§ Exercise description
Each record must be output exactly and in full.

§ Extracted information

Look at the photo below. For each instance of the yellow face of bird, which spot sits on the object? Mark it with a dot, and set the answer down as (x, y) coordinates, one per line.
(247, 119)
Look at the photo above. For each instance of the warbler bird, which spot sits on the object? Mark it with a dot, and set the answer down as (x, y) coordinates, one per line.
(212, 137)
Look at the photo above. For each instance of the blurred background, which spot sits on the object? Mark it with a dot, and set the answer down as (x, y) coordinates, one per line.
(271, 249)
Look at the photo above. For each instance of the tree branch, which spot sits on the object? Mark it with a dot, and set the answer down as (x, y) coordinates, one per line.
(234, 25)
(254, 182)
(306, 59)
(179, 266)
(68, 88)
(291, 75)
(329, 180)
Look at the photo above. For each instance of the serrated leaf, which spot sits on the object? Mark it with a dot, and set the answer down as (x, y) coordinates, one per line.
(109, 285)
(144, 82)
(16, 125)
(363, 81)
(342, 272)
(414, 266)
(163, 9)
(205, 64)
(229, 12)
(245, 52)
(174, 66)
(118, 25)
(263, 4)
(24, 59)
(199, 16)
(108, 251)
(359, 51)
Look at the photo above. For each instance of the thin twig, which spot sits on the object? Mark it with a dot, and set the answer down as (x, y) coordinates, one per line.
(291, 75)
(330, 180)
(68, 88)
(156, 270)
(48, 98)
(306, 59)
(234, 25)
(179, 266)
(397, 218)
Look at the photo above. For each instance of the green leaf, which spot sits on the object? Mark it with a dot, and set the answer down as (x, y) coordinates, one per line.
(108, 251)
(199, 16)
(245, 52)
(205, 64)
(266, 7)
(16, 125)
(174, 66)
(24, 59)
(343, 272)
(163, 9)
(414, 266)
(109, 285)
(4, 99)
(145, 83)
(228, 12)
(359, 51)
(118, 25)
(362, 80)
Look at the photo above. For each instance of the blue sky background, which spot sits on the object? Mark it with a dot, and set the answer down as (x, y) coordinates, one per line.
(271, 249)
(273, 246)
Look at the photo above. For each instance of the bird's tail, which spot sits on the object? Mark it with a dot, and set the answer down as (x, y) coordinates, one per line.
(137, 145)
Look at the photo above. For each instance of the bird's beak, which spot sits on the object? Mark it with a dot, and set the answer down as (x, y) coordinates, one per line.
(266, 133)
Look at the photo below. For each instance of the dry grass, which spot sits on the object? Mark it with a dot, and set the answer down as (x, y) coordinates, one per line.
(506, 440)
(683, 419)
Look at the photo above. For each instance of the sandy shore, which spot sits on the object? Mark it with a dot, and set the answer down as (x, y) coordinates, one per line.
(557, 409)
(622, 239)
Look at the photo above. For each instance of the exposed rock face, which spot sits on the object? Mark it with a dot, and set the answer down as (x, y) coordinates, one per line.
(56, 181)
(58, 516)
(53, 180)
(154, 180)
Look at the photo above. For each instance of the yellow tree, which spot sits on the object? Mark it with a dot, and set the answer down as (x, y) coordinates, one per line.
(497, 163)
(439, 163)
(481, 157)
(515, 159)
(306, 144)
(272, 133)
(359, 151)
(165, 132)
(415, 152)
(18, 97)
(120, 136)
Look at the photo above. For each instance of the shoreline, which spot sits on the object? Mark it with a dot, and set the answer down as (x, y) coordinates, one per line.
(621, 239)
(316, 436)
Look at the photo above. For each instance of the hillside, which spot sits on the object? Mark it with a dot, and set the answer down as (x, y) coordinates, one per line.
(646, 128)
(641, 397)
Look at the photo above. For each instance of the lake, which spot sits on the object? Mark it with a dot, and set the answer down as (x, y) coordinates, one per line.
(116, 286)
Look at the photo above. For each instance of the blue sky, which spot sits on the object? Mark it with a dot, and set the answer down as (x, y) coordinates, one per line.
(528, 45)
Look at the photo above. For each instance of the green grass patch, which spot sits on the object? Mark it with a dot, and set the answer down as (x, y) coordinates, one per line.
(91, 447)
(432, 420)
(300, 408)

§ Task result
Look at the photo below. For each instance of the yellow face of bird, which spot sits on the object? Mark it with a dot, and set the answer down as (x, y) coordinates, one per line.
(247, 119)
Look at the photo above. For each instance of the warbler bird, which spot sits on the object? Mark it with a dot, and set the answer down as (x, y) coordinates, one per line.
(212, 137)
Look at the photo above. For each instance of the blurred background, which spot sits on the object? Mark it with a dot, and set the answer down as (x, y) coordinates, one per line.
(271, 249)
Look at the photo above. For each instance of the tree branch, which spot sits on the object? Mark it with a dot, and set the answer down as (x, y) coordinates, one per line.
(234, 25)
(254, 182)
(306, 59)
(179, 266)
(68, 88)
(291, 75)
(329, 180)
Look at the photo above. For each instance of the serrated leaf, which spot sits on the object? Mark it with a dot, and set the answer down as (x, y) coordinates, one per line.
(109, 285)
(144, 82)
(16, 125)
(363, 81)
(342, 272)
(414, 266)
(163, 9)
(205, 64)
(229, 12)
(245, 52)
(174, 66)
(118, 25)
(263, 4)
(24, 59)
(199, 16)
(108, 251)
(359, 51)
Look at the photo above. For each instance of the thin twig, which spot sits on the object? Mark it with a dot, and set the answer down as (x, y) coordinates, one per line.
(291, 75)
(330, 180)
(68, 88)
(156, 270)
(48, 98)
(306, 59)
(234, 25)
(179, 266)
(397, 218)
Look at the photo above. For each instance of the green leaf, which spot sits on the object? Mark it with a dot, and set the answer down as (x, y) coordinates, one per line.
(108, 251)
(199, 16)
(245, 52)
(205, 64)
(266, 7)
(16, 125)
(174, 66)
(24, 59)
(343, 272)
(163, 9)
(414, 266)
(109, 285)
(4, 99)
(145, 83)
(228, 12)
(359, 51)
(118, 25)
(362, 80)
Look at the photo above. For each instance of the blue sky background, which spot sits on the object? Mark it with a dot, and set the answer down as (x, y) coordinates, one per line.
(271, 249)
(273, 246)
Look at the photo above. For each instance of the bird's tail, which spot sits on the object? Mark it with a dot, and set the answer down as (x, y) coordinates, one per line.
(137, 145)
Look at the photo above. For each instance of the bird's beak, which spot sits on the object? Mark it with a dot, and set the answer down as (x, y) coordinates, one per line.
(266, 133)
Look at the photo below. For each instance of the dry grass, which spot sits on the object? Mark it with a dot, and set the answer down as (x, y) coordinates, one per line.
(506, 440)
(683, 419)
Look at the photo above. For each instance of the sandy shore, which spot sits on the object? Mark it with a dot, and set the answer down as (x, y) coordinates, one per line.
(557, 409)
(622, 239)
Look at the photo above. For each instance of the exposed rock face, which spot sits on the object? Mark it with a dot, and set the answer down as (x, y) coordinates, one per line.
(56, 181)
(58, 516)
(53, 180)
(154, 180)
Look at the photo above. For each instance of the yellow tree, which spot sits on the object? Mark it with a dot, and set the answer down as (x, y) coordinates, one per line.
(497, 163)
(439, 163)
(481, 157)
(515, 159)
(306, 144)
(272, 133)
(359, 151)
(165, 132)
(415, 152)
(18, 97)
(120, 136)
Look at the photo above. For each instance of the shoreline, which spot sits on the object? Mark it with a dot, and set the answer down as (x, y) coordinates, one per line.
(621, 239)
(316, 436)
Look at the photo above. For each instance of the hillside, which spot sits on the object? Mark it with a dot, and set the answer down as (x, y) coordinates, one per line.
(646, 128)
(641, 397)
Look at the photo above. For each instance of the lake, which spot sits on the object? Mark it with a dot, and set the answer down as (x, y) coordinates, one per line.
(116, 286)
Look at the photo above. For each instance of the blue sky, which spot sits on the object? Mark it with a dot, and set the answer down as (x, y) coordinates, one per line.
(528, 45)
Look at the photo above. For each instance of the green grass patch, which spot sits on the object? Mark it with a dot, and set the answer down as (x, y) coordinates, one per line.
(91, 447)
(432, 420)
(300, 408)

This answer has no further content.